BEGIN Data in this exercise

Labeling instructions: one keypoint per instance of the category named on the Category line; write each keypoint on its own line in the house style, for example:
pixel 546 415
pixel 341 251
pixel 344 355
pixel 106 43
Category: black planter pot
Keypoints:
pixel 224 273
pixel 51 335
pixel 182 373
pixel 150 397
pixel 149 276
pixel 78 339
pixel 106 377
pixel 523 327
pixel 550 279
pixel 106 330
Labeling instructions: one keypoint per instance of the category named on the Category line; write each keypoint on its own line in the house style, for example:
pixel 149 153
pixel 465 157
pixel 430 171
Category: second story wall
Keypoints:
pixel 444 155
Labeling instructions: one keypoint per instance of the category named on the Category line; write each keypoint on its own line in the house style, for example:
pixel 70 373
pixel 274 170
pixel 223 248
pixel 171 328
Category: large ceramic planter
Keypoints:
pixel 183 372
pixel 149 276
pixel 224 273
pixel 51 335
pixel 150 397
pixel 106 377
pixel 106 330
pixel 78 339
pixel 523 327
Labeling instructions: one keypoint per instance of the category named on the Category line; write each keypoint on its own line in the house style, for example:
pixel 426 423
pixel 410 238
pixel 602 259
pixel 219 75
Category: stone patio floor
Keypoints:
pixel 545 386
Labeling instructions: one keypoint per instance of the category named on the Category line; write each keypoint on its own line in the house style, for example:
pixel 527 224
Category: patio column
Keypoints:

END Data in this exercise

» **Problem statement**: All of the data above needs to be set down again exactly. Include every line.

» **Output**:
Labeling instructions: one keypoint per instance of the category named on the Category line; write each keypoint on its own line in the house style, for example:
pixel 546 415
pixel 341 251
pixel 344 355
pixel 106 43
Category: black planter pot
Keypoints:
pixel 224 273
pixel 51 335
pixel 182 373
pixel 150 397
pixel 149 276
pixel 78 339
pixel 106 377
pixel 523 327
pixel 550 279
pixel 106 330
Labeling instructions: one keypoint per instance of the category named on the Category line; write each keypoint on its own line in the house style, for example:
pixel 149 153
pixel 465 157
pixel 430 171
Category: second story wall
Keypoints:
pixel 444 155
Labeling instructions: one keypoint per instance of the category named on the Category line; write each keypoint on its own line in the house style, for example:
pixel 70 373
pixel 274 170
pixel 223 248
pixel 171 328
Category: large ceramic planter
Keypoints:
pixel 183 372
pixel 149 276
pixel 224 273
pixel 51 335
pixel 150 397
pixel 106 377
pixel 106 330
pixel 78 339
pixel 523 327
Labeling instructions: one keypoint per instance of the category named on the Category line; write each keypoint on its own line in the house style, for example:
pixel 426 423
pixel 410 238
pixel 602 259
pixel 219 75
Category: stone patio floor
Keypoints:
pixel 545 386
Labeling instructions: one keypoint per instance of the category named on the Category line; write each keypoint on its own line in the house style, for example:
pixel 527 224
Category: patio column
Keypoints:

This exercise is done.